___ Dataset entries

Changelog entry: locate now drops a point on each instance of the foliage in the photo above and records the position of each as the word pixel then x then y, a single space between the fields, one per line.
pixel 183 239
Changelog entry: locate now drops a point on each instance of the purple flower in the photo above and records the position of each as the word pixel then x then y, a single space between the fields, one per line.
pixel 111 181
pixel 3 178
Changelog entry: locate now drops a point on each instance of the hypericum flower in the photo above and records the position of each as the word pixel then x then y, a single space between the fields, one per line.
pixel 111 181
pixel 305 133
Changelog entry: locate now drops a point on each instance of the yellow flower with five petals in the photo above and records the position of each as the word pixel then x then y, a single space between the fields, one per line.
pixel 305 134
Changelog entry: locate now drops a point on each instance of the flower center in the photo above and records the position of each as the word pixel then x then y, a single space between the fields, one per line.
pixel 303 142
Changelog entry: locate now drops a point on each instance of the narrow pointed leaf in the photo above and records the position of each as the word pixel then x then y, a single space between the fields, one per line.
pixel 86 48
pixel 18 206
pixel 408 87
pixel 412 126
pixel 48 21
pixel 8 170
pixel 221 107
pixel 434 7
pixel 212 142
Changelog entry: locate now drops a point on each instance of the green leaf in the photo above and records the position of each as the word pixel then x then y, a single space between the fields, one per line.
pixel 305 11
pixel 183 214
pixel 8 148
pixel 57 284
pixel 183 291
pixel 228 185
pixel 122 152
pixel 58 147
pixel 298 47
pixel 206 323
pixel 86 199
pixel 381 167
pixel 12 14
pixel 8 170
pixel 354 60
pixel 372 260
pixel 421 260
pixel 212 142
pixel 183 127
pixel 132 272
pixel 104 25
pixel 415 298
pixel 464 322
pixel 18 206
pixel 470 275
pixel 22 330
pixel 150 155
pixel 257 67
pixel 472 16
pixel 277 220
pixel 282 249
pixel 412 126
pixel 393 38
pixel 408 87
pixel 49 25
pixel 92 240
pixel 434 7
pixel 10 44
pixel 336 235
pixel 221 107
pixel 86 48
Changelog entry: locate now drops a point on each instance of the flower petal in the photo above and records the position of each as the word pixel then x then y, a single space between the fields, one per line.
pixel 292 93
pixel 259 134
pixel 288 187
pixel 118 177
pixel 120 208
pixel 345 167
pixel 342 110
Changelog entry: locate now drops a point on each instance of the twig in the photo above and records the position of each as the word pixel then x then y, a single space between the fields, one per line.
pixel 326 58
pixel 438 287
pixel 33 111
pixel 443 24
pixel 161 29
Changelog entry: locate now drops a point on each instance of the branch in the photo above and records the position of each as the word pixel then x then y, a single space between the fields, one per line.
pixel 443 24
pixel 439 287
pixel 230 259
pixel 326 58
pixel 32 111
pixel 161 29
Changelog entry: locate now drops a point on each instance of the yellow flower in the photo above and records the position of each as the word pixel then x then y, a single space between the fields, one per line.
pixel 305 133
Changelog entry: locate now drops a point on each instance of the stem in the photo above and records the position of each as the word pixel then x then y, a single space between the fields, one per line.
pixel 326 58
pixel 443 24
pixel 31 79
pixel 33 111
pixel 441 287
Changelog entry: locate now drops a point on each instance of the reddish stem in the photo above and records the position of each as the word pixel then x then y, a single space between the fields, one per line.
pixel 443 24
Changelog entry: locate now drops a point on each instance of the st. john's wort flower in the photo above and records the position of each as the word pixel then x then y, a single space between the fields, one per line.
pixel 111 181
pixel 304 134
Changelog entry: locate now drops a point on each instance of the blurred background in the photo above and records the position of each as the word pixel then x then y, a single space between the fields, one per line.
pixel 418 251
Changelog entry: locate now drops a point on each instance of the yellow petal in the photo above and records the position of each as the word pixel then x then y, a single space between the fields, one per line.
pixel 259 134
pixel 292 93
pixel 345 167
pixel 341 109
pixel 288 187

______
___ Dataset entries

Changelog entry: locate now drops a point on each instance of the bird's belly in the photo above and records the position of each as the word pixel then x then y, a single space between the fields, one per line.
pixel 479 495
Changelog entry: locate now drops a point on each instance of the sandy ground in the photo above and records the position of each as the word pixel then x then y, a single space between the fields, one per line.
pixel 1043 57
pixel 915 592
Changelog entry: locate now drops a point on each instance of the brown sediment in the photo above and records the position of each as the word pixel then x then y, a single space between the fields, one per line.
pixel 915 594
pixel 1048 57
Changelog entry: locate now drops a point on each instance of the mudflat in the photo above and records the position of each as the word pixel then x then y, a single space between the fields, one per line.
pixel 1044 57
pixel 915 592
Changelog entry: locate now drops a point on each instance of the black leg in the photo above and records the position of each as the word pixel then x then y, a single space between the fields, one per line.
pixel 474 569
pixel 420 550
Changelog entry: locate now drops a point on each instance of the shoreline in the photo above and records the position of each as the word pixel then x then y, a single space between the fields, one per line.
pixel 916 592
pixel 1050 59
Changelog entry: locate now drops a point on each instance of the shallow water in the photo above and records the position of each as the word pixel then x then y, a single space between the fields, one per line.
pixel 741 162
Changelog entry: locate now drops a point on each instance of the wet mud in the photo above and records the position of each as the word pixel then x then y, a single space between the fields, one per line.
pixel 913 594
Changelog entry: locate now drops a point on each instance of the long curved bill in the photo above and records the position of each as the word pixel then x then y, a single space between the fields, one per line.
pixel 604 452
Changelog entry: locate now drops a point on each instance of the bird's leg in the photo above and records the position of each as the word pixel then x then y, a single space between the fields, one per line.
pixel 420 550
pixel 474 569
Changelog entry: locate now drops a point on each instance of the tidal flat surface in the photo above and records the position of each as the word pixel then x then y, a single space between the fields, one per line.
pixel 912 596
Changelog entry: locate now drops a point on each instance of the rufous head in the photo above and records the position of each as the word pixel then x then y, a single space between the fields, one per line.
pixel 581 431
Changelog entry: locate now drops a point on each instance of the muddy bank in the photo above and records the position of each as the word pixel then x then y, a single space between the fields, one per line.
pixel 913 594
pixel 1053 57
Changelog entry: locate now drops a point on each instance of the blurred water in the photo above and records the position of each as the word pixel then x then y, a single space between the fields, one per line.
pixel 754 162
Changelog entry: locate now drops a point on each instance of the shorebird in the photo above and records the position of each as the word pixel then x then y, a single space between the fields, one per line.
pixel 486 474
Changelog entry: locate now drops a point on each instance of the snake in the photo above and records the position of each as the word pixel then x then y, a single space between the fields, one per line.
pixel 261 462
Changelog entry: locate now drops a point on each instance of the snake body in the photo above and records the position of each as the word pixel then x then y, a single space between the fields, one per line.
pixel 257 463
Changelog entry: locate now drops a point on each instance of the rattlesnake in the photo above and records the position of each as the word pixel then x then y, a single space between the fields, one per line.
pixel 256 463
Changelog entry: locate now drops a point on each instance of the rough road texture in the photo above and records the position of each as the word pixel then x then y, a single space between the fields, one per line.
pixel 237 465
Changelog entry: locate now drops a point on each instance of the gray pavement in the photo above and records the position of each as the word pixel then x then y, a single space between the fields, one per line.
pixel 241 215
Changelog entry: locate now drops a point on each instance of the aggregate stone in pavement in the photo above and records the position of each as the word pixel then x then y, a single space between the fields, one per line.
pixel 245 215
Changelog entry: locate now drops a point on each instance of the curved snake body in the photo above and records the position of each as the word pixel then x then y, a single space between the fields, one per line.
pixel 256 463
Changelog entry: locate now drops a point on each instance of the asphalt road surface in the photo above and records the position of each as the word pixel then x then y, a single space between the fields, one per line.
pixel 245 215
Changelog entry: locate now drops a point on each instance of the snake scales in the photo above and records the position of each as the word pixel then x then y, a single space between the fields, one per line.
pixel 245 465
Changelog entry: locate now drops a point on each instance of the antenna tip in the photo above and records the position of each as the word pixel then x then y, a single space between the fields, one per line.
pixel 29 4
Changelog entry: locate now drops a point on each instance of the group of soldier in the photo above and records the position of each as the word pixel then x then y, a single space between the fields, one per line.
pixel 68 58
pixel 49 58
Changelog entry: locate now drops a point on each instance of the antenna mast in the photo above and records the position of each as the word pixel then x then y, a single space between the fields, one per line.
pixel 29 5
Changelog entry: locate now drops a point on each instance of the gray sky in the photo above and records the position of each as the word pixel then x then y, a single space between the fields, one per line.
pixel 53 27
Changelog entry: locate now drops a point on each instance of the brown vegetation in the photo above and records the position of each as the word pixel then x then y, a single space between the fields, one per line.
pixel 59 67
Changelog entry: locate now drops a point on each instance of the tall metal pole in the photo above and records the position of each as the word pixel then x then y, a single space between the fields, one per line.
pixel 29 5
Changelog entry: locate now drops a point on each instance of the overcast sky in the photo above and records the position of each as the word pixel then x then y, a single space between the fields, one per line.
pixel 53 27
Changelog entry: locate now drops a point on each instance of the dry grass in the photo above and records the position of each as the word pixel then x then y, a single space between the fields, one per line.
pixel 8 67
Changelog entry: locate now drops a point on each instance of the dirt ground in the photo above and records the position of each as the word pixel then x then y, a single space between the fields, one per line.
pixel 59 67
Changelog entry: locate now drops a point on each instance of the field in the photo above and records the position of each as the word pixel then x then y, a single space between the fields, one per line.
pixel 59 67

______

:: What is being asked ::
Find every line in the rows above that contains the word "blurred" and copy each such line in full. Case counts.

:: Finished task ::
Changelog entry: locate now drops a point on each instance of the blurred background in the photo above and records the position of each as the word pixel then x then y, a single space between the fields, one per line.
Changelog entry: locate now drops a point on each instance of the blurred water in the photo above and records the position of each as the word pixel then x then y, a single space between the fields, one per line.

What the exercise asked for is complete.